** START Selection **

Why did Chuck Hagel step down as secretary of defense? Was it his choice, as President Obama has suggested, or was he pushed? We may never be absolutely sure. But one thing that is clear is that Hagel's tenure was a missed opportunity to put our security policy on a sounder footing at a time of increasing uncertainty.

It would have been refreshing if Secretary Hagel had resigned over objections to the Obama administration's drift toward a more hawkish foreign policy and away from some of the president's most important commitments, like his pledge to work toward the elimination of nuclear weapons. Hagel is probably too much of a team player for that, but it's intriguing to consider what might have happened if he had stuck with some of his core views and vigorously pressed for them during his tenure.

One area of agreement between President Obama and Secretary Hagel that preceded Hagel's nomination was the need to substantially reduce and eventually eliminate nuclear weapons. Obama used one of his first major addresses, his April 2009 Prague speech, to pledge that the United States would work toward the goal of "the peace and security of a world without nuclear weapons." Another key phrase that occurred in the next sentence of the speech -- Obama's suggestion that the elimination of nuclear weapons might not happen "in my lifetime" -- was largely ignored at the time. But taken together, the statements at least suggested that the Obama presidency would be marked by strenuous efforts to sharply reduce global nuclear arsenals and set the stage for their eventual elimination.

Hagel also lent his voice to calls for deep nuclear reductions. He was part of a commission assembled by the nuclear disarmament organization Global Zero that presented a proposal illustrating how the U.S. nuclear arsenal could be reduced from thousands of nuclear warheads to 900, with 450 of those deployed at any one time. The smaller force would be centered on submarine-launched ballistic missiles and long-range bombers. Intercontinental Ballistic Missiles (ICBMs) would be eliminated. The plan was premised on mutual U.S.-Russian reductions that could be pursued in parallel with talks among all nuclear weapons states.

Perhaps not surprisingly, Hagel's nuclear stance drew heavy fire from Republican hawks during his Senate confirmation hearings, characterized by misleading suggestions that Hagel supported unilateral nuclear disarmament. Proponents of ICBMs -- including members with major nuclear facilities in their states -- hammered Hagel on how he could possibly support their elimination. Rather than engage in a discussion of nuclear strategy, Hagel opted to build a defensive perimeter behind the point that the commission study was "illustrative," and that therefore he did not necessarily endorse every detail. A genuine exchange laying out how excessive and unnecessary the current U.S. nuclear arsenal is would have served as a major tool for public education on this issue, but in the hyper-partisan atmosphere of Washington substantive policy discussions are increasingly difficult to conduct in the context of a heated confirmation battle. But the public would have been far better served if Hagel had made the practical case for nuclear reductions.

If Hagel's confirmation hearings had been a primer on the need to slash nuclear arsenals, perhaps he would have been better positioned to advocate that President Obama revive the interest and attention on the nuclear issue that had diminished in his second term. In the first Obama term his administration made some incremental steps in the right direction, including the New START treaty, which will cut deployed U.S. and Russian weapons by one-third. The president also initiated the first in a series of nuclear summits designed to devise measures to keep bomb-making materials out of the hands of terrorist organizations. But as U.S.-Russian relations soured -- well before the crisis in Ukraine -- the prospects of further joint reductions receded. And nuclear policy took an even more startling wrong turn when the President cut nonproliferation funding in favor of spending more on a new generation of nuclear weapons facilities in his Fiscal Year 2015 budget request.

** END Selection **
** START Extracted material **

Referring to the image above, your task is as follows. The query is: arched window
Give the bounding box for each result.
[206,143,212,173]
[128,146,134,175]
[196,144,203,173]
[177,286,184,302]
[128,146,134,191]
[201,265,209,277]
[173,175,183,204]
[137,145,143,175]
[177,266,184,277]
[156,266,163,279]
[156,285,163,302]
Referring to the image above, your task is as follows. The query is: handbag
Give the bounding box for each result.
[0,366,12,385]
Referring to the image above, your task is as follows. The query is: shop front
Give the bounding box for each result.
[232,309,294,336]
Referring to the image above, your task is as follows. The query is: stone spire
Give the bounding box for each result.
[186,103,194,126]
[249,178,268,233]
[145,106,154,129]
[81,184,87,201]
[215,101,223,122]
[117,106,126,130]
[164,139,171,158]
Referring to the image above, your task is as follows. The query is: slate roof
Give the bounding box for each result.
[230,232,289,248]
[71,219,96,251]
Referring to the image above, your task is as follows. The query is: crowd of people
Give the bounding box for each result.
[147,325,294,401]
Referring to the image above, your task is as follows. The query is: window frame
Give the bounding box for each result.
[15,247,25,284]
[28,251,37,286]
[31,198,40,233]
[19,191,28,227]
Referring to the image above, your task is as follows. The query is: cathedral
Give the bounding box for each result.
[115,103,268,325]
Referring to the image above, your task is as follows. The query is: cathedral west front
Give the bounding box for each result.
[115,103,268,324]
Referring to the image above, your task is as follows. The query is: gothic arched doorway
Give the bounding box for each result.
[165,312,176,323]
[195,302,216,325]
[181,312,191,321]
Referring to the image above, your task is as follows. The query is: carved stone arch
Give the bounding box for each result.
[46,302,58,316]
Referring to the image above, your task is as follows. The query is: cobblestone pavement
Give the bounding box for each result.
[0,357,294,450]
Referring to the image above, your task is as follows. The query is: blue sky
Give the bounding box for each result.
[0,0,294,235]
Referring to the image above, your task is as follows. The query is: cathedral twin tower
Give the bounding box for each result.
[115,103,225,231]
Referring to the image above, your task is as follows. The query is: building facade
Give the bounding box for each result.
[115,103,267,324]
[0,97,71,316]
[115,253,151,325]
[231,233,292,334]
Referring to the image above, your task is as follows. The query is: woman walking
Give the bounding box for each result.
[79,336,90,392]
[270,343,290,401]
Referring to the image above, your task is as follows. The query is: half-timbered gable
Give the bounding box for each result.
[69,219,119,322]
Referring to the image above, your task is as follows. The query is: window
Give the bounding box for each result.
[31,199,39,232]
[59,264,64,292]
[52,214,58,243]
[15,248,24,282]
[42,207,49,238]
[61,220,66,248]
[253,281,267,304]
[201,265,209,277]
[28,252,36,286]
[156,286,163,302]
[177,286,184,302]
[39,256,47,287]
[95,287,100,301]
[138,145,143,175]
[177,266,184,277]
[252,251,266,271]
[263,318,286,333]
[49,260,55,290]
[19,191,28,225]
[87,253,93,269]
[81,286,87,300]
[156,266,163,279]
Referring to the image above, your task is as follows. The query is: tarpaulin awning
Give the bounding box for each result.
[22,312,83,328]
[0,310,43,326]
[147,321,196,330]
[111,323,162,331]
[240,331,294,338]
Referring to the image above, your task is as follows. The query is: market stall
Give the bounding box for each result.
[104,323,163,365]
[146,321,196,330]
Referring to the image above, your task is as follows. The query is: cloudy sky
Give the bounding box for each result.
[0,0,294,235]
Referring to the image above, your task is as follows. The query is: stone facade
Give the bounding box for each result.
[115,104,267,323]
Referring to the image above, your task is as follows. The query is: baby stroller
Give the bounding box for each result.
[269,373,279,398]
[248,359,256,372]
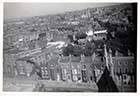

** END Extracted material **

■ Tasks to carry out ■
a - Rewrite the passage on Hagel's tenure from "Why did Chuck" up to and including "of increasing uncertainty.", swapping "missed opportunity" for "lost chance".
b - According to the passage on Hagel's tenure, to how many warheads did the Global Zero commission's proposal show the U.S. nuclear arsenal could be reduced?
The collection entries play no part in this work.

■ Outputs by task ■
a -
Why did Chuck Hagel step down as secretary of defense? Was it his choice, as President Obama has suggested, or was he pushed? We may never be absolutely sure. But one thing that is clear is that Hagel's tenure was a lost chance to put our security policy on a sounder footing at a time of increasing uncertainty.

b - 900 warheads, with 450 of them deployed at any one time.